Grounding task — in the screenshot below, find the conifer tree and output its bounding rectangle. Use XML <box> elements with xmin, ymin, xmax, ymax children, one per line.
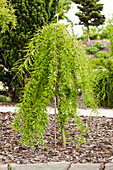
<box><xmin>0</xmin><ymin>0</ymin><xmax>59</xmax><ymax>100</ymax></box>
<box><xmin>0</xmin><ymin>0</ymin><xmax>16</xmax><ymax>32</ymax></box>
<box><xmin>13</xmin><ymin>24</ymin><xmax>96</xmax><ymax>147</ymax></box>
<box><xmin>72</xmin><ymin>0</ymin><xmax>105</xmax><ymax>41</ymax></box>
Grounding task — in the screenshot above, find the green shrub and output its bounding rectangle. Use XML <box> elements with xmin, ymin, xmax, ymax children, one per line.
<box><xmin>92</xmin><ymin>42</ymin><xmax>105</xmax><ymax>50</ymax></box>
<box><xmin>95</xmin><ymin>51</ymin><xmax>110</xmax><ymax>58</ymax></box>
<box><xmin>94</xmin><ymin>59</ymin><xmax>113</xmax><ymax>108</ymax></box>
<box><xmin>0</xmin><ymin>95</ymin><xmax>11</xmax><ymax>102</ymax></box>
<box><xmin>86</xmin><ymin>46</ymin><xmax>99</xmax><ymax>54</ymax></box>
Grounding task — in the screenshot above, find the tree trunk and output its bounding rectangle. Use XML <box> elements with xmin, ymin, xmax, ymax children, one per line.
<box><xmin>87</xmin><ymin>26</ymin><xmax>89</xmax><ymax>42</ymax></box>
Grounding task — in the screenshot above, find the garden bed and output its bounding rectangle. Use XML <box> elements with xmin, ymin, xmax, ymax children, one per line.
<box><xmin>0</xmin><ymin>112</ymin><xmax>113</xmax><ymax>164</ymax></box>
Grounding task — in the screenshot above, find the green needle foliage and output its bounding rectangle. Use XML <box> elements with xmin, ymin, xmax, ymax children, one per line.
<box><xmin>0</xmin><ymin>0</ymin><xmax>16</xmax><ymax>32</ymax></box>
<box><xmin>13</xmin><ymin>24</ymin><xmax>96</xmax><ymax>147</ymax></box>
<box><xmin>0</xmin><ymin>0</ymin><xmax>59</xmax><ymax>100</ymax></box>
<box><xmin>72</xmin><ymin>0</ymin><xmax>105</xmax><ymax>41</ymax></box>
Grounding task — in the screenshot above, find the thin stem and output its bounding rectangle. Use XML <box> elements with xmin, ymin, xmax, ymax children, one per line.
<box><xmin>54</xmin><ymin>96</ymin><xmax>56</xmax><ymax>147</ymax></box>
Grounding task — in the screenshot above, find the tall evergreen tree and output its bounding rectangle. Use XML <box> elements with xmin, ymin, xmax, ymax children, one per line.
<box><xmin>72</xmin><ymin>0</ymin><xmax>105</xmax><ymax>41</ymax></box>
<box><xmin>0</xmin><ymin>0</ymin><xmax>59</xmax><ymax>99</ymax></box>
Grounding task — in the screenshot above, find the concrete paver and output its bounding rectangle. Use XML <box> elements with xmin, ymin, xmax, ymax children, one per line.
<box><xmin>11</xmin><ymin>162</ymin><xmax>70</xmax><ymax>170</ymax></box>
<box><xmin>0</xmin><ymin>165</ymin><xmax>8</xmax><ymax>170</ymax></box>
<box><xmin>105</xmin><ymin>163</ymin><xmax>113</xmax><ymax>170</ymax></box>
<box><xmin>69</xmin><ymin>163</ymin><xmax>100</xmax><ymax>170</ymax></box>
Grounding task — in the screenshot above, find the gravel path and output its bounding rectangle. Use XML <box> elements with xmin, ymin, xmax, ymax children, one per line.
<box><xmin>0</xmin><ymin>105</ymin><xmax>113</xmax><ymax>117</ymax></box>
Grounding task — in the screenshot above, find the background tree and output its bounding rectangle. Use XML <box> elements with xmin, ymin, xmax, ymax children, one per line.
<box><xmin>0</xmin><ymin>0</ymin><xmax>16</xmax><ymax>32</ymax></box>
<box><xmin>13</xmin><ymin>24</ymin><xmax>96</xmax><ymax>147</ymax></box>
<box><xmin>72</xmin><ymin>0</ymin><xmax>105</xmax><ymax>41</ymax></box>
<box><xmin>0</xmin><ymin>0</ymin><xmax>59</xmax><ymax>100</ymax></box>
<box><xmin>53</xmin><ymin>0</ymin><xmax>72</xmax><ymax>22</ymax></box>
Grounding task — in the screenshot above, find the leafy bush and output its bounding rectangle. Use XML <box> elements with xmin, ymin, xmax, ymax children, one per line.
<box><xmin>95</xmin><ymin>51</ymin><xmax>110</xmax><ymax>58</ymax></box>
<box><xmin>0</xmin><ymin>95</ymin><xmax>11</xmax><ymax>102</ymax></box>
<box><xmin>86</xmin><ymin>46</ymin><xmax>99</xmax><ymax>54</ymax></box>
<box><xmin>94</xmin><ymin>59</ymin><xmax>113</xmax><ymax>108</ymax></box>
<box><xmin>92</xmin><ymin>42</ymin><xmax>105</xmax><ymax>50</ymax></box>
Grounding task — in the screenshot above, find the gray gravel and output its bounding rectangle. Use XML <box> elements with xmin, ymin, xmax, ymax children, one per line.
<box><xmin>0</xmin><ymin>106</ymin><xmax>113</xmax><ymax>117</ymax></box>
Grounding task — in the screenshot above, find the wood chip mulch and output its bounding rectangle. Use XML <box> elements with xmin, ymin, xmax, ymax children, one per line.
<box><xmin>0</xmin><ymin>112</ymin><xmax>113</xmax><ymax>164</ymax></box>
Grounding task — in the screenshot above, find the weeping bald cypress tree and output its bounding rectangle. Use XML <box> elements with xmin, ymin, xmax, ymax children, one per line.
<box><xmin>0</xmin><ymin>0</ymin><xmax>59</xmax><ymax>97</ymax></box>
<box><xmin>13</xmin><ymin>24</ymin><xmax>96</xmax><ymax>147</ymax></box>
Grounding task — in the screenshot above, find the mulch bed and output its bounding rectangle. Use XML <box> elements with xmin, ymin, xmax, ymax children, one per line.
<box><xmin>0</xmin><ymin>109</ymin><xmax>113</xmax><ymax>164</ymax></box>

_ _ _ _

Instructions to follow:
Can you rewrite all of the data above as a JSON list of strings, one per line, with blank lines and the pictures left out?

Output of the task:
[
  "Grounding task — in the screenshot below, find the conifer tree and output its bounding rectangle. Use XML <box> elements with xmin, ymin, xmax, ymax children, one per line.",
  "<box><xmin>0</xmin><ymin>0</ymin><xmax>59</xmax><ymax>100</ymax></box>",
  "<box><xmin>0</xmin><ymin>0</ymin><xmax>16</xmax><ymax>32</ymax></box>",
  "<box><xmin>13</xmin><ymin>24</ymin><xmax>96</xmax><ymax>147</ymax></box>",
  "<box><xmin>72</xmin><ymin>0</ymin><xmax>105</xmax><ymax>41</ymax></box>",
  "Grounding task — in the screenshot above, find the green shrub and output its bounding rectangle. Use XML <box> elements with xmin, ymin, xmax, ymax children, one per line.",
  "<box><xmin>92</xmin><ymin>42</ymin><xmax>105</xmax><ymax>50</ymax></box>",
  "<box><xmin>95</xmin><ymin>51</ymin><xmax>110</xmax><ymax>58</ymax></box>",
  "<box><xmin>94</xmin><ymin>59</ymin><xmax>113</xmax><ymax>108</ymax></box>",
  "<box><xmin>0</xmin><ymin>95</ymin><xmax>11</xmax><ymax>102</ymax></box>",
  "<box><xmin>86</xmin><ymin>46</ymin><xmax>99</xmax><ymax>54</ymax></box>",
  "Grounding task — in the screenshot above, find the tree trunk and output its bounding rectangle. Use XML <box> elements with xmin, ymin, xmax, ymax children, one per line.",
  "<box><xmin>87</xmin><ymin>26</ymin><xmax>89</xmax><ymax>42</ymax></box>",
  "Grounding task — in the screenshot above, find the garden bed and output its bounding rectangle. Use XML <box> elements with xmin, ymin, xmax, ymax children, one per line.",
  "<box><xmin>0</xmin><ymin>112</ymin><xmax>113</xmax><ymax>164</ymax></box>",
  "Grounding task — in the screenshot above, find the green needle foliage and output its bounding rectangle. Use XML <box> elements with xmin, ymin, xmax, ymax children, one per line.",
  "<box><xmin>0</xmin><ymin>0</ymin><xmax>16</xmax><ymax>32</ymax></box>",
  "<box><xmin>13</xmin><ymin>24</ymin><xmax>96</xmax><ymax>147</ymax></box>",
  "<box><xmin>0</xmin><ymin>0</ymin><xmax>59</xmax><ymax>100</ymax></box>",
  "<box><xmin>72</xmin><ymin>0</ymin><xmax>105</xmax><ymax>41</ymax></box>",
  "Grounding task — in the screenshot above, find the thin stem and output its bounding rectangle. Use XML <box> elements with xmin, ymin, xmax, ymax children, one per line.",
  "<box><xmin>54</xmin><ymin>96</ymin><xmax>56</xmax><ymax>147</ymax></box>",
  "Grounding task — in the screenshot above, find the tall evergreen tree and output its bounding rectangle. Use XML <box> elements with xmin, ymin, xmax, ymax children, one per line.",
  "<box><xmin>72</xmin><ymin>0</ymin><xmax>105</xmax><ymax>41</ymax></box>",
  "<box><xmin>0</xmin><ymin>0</ymin><xmax>59</xmax><ymax>99</ymax></box>",
  "Grounding task — in the screenshot above, find the concrete paver and output its bounding rectangle. Use XML <box> elements with xmin, ymin, xmax, ymax children, one per line.",
  "<box><xmin>11</xmin><ymin>162</ymin><xmax>70</xmax><ymax>170</ymax></box>",
  "<box><xmin>0</xmin><ymin>165</ymin><xmax>8</xmax><ymax>170</ymax></box>",
  "<box><xmin>105</xmin><ymin>163</ymin><xmax>113</xmax><ymax>170</ymax></box>",
  "<box><xmin>69</xmin><ymin>163</ymin><xmax>100</xmax><ymax>170</ymax></box>",
  "Grounding task — in the screenshot above, find the gravel path and output its bounding rectangle. Use XML <box> elements with xmin, ymin, xmax, ymax children, one per line.",
  "<box><xmin>0</xmin><ymin>105</ymin><xmax>113</xmax><ymax>117</ymax></box>",
  "Grounding task — in the screenshot above, find the background tree and output its bounding rectangle. Use XML <box> elements with xmin, ymin, xmax, ymax children, one per line.",
  "<box><xmin>0</xmin><ymin>0</ymin><xmax>16</xmax><ymax>32</ymax></box>",
  "<box><xmin>13</xmin><ymin>24</ymin><xmax>96</xmax><ymax>147</ymax></box>",
  "<box><xmin>72</xmin><ymin>0</ymin><xmax>105</xmax><ymax>41</ymax></box>",
  "<box><xmin>0</xmin><ymin>0</ymin><xmax>59</xmax><ymax>100</ymax></box>",
  "<box><xmin>53</xmin><ymin>0</ymin><xmax>72</xmax><ymax>22</ymax></box>",
  "Grounding task — in the screenshot above, find the leafy bush and output its bounding rectangle. Use XML <box> elements with xmin, ymin, xmax, ymax children, one per line.",
  "<box><xmin>95</xmin><ymin>51</ymin><xmax>110</xmax><ymax>58</ymax></box>",
  "<box><xmin>0</xmin><ymin>95</ymin><xmax>11</xmax><ymax>102</ymax></box>",
  "<box><xmin>86</xmin><ymin>46</ymin><xmax>99</xmax><ymax>54</ymax></box>",
  "<box><xmin>94</xmin><ymin>59</ymin><xmax>113</xmax><ymax>108</ymax></box>",
  "<box><xmin>92</xmin><ymin>42</ymin><xmax>105</xmax><ymax>50</ymax></box>",
  "Grounding task — in the screenshot above, find the gray gravel and output its bounding rectangle. Use XML <box> elements with xmin, ymin, xmax, ymax children, one per line.",
  "<box><xmin>0</xmin><ymin>106</ymin><xmax>113</xmax><ymax>117</ymax></box>",
  "Grounding task — in the screenshot above, find the wood chip mulch and output its bounding rectangle. Use XML <box> elements with xmin, ymin, xmax, ymax children, one per line.",
  "<box><xmin>0</xmin><ymin>112</ymin><xmax>113</xmax><ymax>164</ymax></box>",
  "Grounding task — in the screenshot above, find the weeping bald cypress tree and output its bounding rectangle. Use XML <box> elements with xmin, ymin, xmax, ymax children, one per line.",
  "<box><xmin>0</xmin><ymin>0</ymin><xmax>59</xmax><ymax>97</ymax></box>",
  "<box><xmin>13</xmin><ymin>24</ymin><xmax>96</xmax><ymax>147</ymax></box>",
  "Grounding task — in the screenshot above, find the mulch bed and output its bounding rectangle. Use XML <box> elements with xmin, ymin, xmax, ymax children, one per line.",
  "<box><xmin>0</xmin><ymin>109</ymin><xmax>113</xmax><ymax>164</ymax></box>"
]